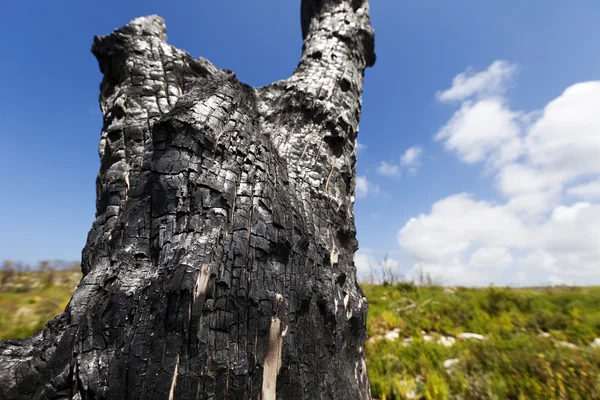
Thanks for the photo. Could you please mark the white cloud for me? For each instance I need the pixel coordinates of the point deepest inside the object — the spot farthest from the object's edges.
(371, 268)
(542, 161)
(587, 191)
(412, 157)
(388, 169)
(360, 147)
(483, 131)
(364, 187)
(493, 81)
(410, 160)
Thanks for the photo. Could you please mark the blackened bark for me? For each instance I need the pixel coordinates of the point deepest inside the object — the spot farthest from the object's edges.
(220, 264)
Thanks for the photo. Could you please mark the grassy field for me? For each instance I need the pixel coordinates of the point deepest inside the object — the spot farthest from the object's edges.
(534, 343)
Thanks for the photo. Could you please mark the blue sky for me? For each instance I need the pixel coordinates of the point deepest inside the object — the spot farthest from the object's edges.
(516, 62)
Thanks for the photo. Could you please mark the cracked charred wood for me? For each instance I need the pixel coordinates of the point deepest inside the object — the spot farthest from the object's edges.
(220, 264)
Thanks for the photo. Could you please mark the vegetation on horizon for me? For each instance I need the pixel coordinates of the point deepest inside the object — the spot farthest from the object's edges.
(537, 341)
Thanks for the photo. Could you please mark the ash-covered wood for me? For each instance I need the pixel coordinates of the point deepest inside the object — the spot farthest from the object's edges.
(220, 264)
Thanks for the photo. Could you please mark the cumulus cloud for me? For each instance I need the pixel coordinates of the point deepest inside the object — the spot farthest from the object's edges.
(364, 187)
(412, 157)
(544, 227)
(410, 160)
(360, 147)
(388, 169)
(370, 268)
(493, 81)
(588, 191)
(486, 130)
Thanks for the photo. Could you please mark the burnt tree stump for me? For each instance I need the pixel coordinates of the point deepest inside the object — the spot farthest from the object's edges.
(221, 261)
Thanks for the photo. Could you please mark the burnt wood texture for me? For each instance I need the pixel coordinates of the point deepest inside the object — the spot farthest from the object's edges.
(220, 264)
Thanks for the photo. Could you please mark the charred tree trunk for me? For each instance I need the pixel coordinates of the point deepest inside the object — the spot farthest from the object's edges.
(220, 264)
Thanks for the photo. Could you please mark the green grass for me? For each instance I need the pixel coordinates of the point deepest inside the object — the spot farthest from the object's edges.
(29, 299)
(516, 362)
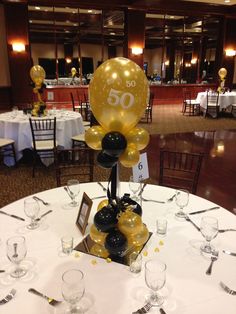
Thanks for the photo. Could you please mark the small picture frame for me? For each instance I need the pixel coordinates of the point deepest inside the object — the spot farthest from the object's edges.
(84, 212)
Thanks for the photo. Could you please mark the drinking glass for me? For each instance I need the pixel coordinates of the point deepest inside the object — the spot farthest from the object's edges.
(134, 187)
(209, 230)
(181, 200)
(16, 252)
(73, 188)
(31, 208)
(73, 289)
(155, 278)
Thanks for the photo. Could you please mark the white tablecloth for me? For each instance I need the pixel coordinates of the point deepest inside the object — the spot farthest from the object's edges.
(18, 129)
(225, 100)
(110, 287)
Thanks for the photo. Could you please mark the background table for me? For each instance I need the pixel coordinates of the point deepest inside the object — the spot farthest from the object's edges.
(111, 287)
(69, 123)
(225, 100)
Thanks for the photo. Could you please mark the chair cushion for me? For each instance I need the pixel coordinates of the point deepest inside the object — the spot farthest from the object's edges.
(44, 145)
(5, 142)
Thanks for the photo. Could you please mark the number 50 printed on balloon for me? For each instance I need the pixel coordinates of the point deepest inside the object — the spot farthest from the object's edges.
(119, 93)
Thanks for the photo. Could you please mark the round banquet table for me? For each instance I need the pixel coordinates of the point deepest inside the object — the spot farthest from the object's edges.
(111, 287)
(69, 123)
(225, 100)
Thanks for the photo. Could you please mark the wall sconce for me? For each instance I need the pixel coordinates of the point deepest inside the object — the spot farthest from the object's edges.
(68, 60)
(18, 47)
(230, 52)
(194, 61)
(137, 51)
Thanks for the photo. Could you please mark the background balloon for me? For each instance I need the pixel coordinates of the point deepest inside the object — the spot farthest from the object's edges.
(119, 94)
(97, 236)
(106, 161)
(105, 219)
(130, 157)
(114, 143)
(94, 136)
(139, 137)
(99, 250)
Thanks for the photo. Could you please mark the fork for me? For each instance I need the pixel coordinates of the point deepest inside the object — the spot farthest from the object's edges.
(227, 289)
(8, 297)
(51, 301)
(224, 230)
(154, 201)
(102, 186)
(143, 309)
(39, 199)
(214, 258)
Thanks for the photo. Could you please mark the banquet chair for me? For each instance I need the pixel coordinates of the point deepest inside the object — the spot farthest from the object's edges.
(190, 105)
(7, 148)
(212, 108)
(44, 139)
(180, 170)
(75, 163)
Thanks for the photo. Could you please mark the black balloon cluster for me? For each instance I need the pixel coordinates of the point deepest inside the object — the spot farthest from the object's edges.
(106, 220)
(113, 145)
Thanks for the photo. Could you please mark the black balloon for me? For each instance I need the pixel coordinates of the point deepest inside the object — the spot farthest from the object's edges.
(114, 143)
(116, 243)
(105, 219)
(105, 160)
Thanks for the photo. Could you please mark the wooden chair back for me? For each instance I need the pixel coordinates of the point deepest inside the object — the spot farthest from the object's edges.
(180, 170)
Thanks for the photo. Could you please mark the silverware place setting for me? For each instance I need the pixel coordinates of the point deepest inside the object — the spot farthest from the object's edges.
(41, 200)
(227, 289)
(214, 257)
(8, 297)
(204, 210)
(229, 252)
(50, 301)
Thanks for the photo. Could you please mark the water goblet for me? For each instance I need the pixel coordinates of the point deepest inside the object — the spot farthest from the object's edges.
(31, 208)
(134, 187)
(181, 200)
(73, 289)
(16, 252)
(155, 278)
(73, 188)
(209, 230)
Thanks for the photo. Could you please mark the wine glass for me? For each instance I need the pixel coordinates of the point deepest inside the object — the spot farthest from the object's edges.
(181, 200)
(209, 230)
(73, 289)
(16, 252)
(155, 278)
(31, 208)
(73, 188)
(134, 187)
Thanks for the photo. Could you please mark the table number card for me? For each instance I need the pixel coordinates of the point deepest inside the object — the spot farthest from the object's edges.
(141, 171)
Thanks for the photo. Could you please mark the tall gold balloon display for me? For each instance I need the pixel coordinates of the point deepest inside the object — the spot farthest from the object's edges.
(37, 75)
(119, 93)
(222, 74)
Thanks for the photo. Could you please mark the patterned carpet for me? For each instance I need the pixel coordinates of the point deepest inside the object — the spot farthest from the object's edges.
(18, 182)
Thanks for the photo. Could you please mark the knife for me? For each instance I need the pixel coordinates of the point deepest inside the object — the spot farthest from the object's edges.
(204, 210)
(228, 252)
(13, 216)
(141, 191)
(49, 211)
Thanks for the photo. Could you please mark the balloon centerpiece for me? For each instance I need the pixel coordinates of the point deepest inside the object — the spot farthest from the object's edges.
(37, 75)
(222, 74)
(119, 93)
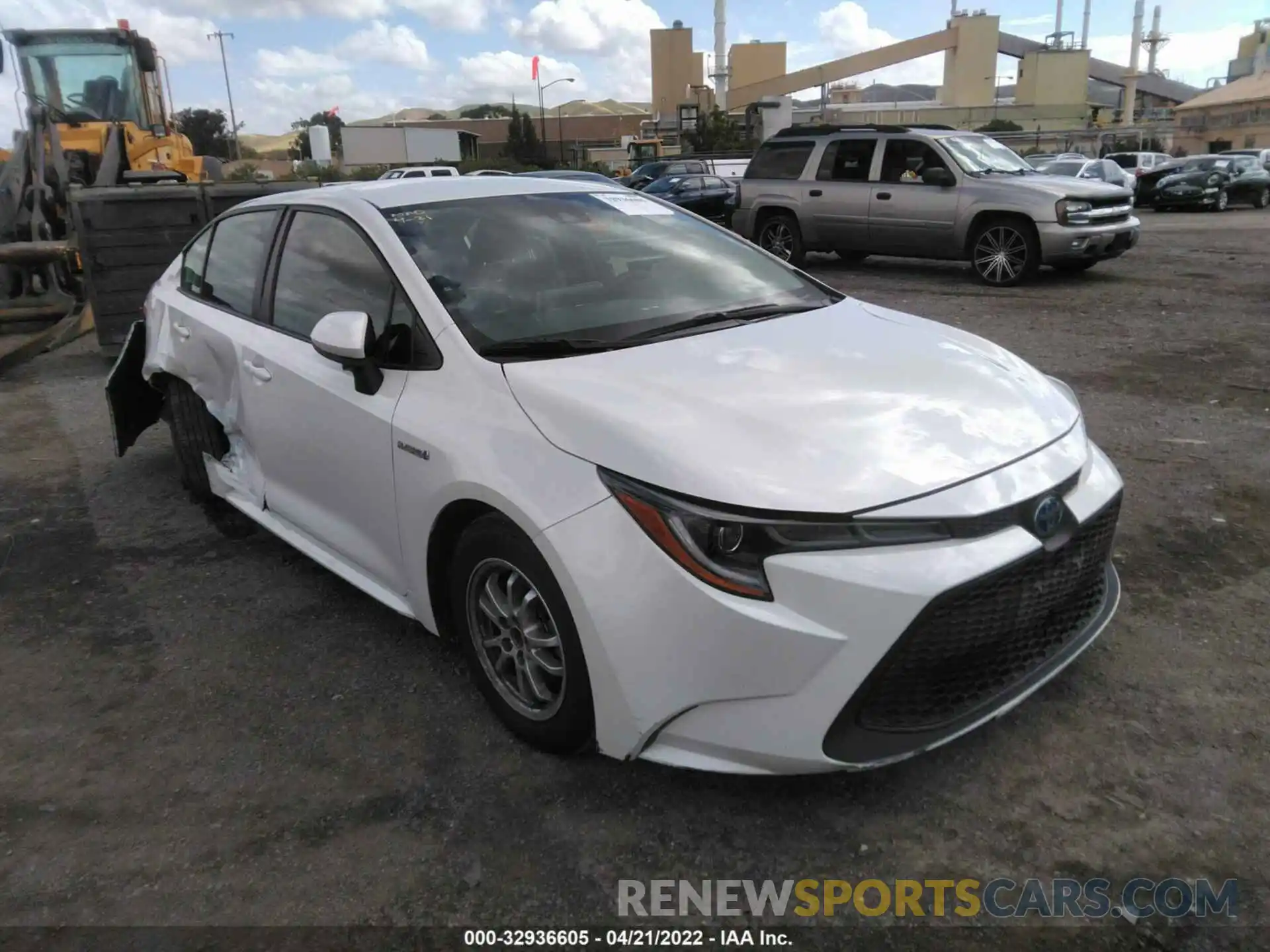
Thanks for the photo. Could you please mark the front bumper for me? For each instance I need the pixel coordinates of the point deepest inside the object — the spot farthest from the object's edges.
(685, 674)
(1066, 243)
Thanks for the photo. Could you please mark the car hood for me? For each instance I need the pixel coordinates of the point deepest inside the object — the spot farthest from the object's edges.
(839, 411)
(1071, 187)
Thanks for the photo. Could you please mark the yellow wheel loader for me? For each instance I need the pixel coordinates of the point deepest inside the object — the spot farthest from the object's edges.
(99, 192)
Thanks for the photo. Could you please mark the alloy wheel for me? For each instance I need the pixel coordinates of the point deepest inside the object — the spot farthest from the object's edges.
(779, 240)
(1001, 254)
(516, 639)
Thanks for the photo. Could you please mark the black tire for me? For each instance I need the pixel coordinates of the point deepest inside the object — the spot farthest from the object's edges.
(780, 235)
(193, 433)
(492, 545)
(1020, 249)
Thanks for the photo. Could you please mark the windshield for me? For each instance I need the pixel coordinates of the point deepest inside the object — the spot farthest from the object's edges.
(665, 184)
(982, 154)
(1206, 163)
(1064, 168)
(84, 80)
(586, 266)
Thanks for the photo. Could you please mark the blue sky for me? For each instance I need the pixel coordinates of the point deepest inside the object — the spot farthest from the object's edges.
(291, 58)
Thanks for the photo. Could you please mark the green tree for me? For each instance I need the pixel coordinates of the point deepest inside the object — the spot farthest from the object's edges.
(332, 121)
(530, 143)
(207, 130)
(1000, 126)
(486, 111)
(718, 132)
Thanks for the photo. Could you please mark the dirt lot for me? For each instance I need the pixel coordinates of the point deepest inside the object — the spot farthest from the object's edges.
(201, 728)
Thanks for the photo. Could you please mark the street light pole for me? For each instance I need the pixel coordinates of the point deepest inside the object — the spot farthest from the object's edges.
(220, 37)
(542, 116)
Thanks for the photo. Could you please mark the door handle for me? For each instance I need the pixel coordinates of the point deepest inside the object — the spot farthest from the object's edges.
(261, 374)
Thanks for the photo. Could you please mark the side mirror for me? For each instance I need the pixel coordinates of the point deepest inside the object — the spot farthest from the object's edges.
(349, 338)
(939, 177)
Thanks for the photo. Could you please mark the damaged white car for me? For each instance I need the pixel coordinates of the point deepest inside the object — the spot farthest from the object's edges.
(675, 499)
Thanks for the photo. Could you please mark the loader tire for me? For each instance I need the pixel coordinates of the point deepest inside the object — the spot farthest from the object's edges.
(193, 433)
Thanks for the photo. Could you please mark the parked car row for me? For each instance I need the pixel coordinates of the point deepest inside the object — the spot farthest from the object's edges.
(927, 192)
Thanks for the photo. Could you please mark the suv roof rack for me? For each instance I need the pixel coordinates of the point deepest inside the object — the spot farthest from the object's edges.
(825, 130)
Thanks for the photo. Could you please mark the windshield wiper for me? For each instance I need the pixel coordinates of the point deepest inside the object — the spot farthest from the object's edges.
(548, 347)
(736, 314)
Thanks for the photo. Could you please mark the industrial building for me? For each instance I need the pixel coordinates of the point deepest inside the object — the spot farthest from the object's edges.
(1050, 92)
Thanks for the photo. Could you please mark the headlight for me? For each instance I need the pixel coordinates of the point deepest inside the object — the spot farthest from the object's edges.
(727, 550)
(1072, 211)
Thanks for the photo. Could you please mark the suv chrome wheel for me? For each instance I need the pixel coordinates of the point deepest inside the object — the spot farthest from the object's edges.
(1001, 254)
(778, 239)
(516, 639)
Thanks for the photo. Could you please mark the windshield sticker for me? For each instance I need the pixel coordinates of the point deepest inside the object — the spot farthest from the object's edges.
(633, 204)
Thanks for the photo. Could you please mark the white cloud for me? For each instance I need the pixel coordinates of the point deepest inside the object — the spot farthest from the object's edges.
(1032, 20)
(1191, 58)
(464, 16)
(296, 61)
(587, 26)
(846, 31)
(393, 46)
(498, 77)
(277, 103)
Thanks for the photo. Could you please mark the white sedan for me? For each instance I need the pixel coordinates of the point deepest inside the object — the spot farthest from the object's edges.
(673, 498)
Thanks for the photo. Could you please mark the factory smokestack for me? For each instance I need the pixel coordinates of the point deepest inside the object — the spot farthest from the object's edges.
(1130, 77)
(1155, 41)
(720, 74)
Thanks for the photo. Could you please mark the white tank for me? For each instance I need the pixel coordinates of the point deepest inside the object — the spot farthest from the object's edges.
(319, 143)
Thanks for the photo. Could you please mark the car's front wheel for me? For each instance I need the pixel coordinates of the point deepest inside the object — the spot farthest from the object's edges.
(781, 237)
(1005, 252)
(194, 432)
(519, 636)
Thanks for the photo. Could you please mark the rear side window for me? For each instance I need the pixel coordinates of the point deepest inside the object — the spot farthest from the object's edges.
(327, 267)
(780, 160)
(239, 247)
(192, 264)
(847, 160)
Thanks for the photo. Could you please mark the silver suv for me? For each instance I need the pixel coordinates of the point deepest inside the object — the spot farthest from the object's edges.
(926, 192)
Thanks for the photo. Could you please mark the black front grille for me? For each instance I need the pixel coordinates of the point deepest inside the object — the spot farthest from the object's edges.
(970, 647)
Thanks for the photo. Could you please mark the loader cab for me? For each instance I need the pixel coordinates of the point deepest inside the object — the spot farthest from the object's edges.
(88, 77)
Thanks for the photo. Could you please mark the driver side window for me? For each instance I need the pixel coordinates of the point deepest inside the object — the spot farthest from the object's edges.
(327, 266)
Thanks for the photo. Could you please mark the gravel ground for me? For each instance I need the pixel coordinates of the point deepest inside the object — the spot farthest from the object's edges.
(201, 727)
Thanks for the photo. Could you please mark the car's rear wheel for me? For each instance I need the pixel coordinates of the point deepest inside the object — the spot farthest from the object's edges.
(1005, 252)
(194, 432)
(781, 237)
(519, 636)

■ ■ ■

■ **Written exercise**: Extract every line from the one with "Thanks for the photo. Could you please mark the loader cab" down to the final line above, both included, exactly as written.

■ **Reply to the exercise**:
Thanks for the photo. Could you please mark the loader cab for me? For each instance I need the pixel coordinates of the point deepest inside the object — the spot farthest from the object's edges.
(88, 77)
Thanks for the photo. Could you please mark the driver side window for me? For each instance I need the pixel coordinates of the point deepest inside the object — the spot farthest from the object's edges.
(327, 266)
Thanks for the photo. Could you please mark the gravel ground for me? For each instance I need the pixel coordinates of the point deepest inside the object — the spot farthest from the object's edges.
(201, 727)
Thanks for the photo. Could you please mark the car's rear wheel for me? For each instance I need the pixel coordinates of the point deepest inside the object — the spot farthest from the object's edges.
(1005, 252)
(194, 432)
(781, 237)
(519, 636)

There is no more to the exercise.